TASK INSTRUCTIONS:
[1] Repeat word for word the part of the 1973 Miami Toros text from "- Average home" to "a 20-man committee.".
[2] According to the 1973 Miami Toros text, who chose the team's new name?

Miami Toros
- Manager: John Young
- Stadium: Miami Orange Bowl
- NASL: Eastern Division: third place
- Top goalscorer: League: Warren Archibald (12 goals) All: Warren Archibald (12 goals)
- Average home league attendance: 5,479
| Home colors | Away colors |
- ← 1972 Gatos1974 Toros →

= 1973 Miami Toros season =

The 1973 Miami Toros season was the first season of the new team, and the club's seventh season in professional soccer. It is also the first ever incarnation of the club's new name. Previously, there were known as the Miami Gatos.
This year, the team finished in third place in the Eastern Division. They did not make the North American Soccer League playoffs.

== Background ==

The team's new name was chosen by a 20-man committee.
==Regular season==
W = Wins, L = Losses, T= Ties, GF = Goals For, GA = Goals Against, BP = Bonus Points, PTS= Total Points

POINT SYSTEM

6 points for a win, 3 points for a tie, 0 points for a loss, 1 bonus point for each goal scored up to three per game.

ROWS:
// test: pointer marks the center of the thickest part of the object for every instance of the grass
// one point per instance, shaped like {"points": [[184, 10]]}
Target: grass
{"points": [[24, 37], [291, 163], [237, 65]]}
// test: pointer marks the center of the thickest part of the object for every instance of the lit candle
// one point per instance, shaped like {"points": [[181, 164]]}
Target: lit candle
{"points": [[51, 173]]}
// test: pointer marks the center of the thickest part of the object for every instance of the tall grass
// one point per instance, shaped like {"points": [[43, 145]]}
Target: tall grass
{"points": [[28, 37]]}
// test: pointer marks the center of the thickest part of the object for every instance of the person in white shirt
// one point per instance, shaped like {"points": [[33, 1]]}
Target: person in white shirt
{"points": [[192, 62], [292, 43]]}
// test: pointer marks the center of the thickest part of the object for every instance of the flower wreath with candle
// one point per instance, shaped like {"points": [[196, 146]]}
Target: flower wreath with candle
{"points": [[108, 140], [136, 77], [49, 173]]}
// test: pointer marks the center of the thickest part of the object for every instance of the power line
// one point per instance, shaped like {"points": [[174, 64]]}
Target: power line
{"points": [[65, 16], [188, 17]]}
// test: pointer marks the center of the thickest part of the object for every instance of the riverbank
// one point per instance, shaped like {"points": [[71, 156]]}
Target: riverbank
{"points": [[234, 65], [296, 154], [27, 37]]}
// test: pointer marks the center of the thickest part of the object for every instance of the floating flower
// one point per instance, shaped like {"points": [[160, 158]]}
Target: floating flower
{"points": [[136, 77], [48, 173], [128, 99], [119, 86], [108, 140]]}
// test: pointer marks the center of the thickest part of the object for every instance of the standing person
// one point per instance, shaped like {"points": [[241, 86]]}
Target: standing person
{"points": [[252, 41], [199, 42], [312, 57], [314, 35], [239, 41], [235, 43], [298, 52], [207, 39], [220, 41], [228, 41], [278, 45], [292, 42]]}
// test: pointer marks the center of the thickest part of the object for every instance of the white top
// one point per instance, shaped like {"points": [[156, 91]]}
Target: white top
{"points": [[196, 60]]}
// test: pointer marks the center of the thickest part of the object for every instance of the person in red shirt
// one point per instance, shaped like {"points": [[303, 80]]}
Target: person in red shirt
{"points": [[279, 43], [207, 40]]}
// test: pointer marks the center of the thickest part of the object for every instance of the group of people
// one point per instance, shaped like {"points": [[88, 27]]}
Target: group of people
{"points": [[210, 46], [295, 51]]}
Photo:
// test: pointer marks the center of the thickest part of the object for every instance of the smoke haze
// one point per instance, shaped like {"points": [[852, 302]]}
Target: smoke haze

EXPECTED RESPONSES:
[1]
- Average home league attendance: 5,479
| Home colors | Away colors |
- ← 1972 Gatos1974 Toros →

= 1973 Miami Toros season =

The 1973 Miami Toros season was the first season of the new team, and the club's seventh season in professional soccer. It is also the first ever incarnation of the club's new name. Previously, there were known as the Miami Gatos.
This year, the team finished in third place in the Eastern Division. They did not make the North American Soccer League playoffs.

== Background ==

The team's new name was chosen by a 20-man committee.

[2] A 20-man committee.